EXTRACT:
Why Business And Government Are Quiet About TPP

The Trans-Pacific Partnership has been negotiated secretly for many years and there is good reason for the secrecy, especially in terms of how it affects billions of people in the world. As you might guess those who benefit most are governments and the rich and powerful.

Clyde Prestowitz, president of the Economic Strategy Institute, who served in the Reagan and Clinton administrations, says that TPP won’t deliver jobs or curb China’s power, the former a fallacy that seems to be pushed, or at least suggested, by both Congress and the Obama administration.

Supporters like Rep. Charles Boustany (R-La.) and former U.S. Trade Representative Robert Zoellick recently wrote an op-ed suggesting that TPP would boost exports and that “workers who produce exports earn, on average, about 18% more.”  What they don’t actually state is that international agreements have not produced more exports, but rather the trade deficit has soared. In fact, since 1997, due in large part to the growth of US goods trade deficits with China, U.S. manufacturing has lost 5.5 million jobs.

In addition, the TPP is not going to bring together nations such as Mexico, Peru, Chile, New Zealand, Australia, Singapore, Malaysia, Viet Nam, and Brunei to gang up against China, thus decreasing China’s sway over U.S. consumers.

But there are many other negative effects on American consumers, that would, in effect, erase our self-determination, in other words our sovereignty in determining our own standards.

DATA SUPPLIED:

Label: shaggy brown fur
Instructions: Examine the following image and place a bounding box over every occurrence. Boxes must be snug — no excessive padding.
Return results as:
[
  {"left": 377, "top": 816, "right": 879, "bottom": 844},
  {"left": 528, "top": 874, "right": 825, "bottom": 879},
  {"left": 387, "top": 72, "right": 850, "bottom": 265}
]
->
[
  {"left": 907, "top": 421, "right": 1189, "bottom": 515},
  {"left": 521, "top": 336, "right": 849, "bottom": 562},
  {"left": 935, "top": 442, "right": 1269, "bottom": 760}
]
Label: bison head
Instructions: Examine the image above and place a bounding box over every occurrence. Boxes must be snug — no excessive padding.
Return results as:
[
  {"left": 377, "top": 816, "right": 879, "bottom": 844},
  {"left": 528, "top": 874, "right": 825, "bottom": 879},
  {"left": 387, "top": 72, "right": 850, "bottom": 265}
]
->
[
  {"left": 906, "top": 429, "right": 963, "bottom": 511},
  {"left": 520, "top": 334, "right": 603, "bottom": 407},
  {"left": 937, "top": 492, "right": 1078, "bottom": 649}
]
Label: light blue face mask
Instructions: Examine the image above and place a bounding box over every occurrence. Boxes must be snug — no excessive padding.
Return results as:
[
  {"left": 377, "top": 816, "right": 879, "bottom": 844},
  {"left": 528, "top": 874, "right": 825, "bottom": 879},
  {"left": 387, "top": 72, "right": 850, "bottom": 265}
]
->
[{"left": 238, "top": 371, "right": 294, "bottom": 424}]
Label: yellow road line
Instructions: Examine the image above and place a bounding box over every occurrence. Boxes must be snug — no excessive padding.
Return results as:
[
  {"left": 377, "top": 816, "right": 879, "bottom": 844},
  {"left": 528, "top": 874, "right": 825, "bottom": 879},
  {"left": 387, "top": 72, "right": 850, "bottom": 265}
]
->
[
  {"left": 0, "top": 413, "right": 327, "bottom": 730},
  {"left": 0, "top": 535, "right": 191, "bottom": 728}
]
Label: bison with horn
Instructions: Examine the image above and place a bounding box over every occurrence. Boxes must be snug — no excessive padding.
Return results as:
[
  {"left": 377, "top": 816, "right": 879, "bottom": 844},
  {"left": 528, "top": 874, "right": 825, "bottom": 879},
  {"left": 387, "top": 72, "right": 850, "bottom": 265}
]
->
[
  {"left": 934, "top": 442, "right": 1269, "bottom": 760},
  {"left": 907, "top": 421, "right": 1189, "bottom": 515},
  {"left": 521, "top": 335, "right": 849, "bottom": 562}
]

WRITTEN TASK:
Please decide whether each statement agrees with the TPP article, answering yes or no and quoting the deciding words.
1. Since 1997, U.S. manufacturing has lost 5.5 million jobs.
2. Clyde Prestowitz served in the Bush administration.
3. The Trans-Pacific Partnership was negotiated openly.
The records have no connection to the TPP article.

FINAL ANSWER:
1. Yes: "since 1997, due in large part to the growth of US goods trade deficits with China, U.S. manufacturing has lost 5.5 million jobs."
2. No: "who served in the Reagan and Clinton administrations"
3. No: "has been negotiated secretly for many years"